[Stored data]

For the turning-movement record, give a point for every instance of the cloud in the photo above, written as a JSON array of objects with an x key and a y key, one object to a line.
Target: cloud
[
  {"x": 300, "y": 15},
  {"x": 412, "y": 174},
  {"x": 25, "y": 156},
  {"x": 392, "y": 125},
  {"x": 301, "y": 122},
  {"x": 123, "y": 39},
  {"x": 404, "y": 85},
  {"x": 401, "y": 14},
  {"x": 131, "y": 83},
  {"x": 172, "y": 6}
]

[Work instructions]
Return each entry from the material above exactly as it appears.

[Output for this exercise]
For the turning-movement record, give a point for every instance of the cloud in the photo above, written as a JSON array of objects with an x key and a y key, one object to a line.
Target: cloud
[
  {"x": 300, "y": 15},
  {"x": 412, "y": 174},
  {"x": 25, "y": 156},
  {"x": 392, "y": 125},
  {"x": 301, "y": 122},
  {"x": 123, "y": 39},
  {"x": 404, "y": 85},
  {"x": 401, "y": 14},
  {"x": 131, "y": 83},
  {"x": 172, "y": 6}
]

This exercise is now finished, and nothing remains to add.